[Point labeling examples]
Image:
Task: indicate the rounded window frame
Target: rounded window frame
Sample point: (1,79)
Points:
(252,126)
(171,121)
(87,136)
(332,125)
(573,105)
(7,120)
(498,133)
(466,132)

* * *

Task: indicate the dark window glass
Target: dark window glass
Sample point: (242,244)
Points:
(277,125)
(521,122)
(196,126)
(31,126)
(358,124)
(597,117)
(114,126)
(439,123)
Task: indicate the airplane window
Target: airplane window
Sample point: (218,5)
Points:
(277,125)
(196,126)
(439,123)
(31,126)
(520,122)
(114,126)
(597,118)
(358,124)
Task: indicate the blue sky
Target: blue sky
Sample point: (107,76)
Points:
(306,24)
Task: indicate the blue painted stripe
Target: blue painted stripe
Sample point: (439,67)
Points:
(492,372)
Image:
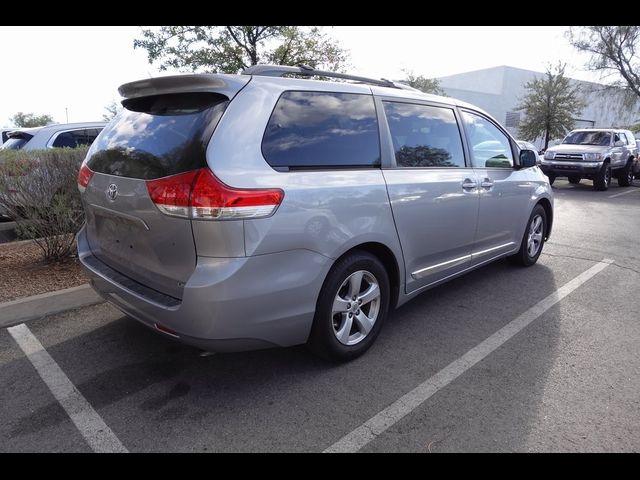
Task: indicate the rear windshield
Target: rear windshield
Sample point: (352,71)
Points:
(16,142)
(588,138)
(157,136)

Requirement: List every line in the entries above that contains the word "glass", matching its case exactly.

Result:
Task: indicate the dark window glass
Target: dark window glass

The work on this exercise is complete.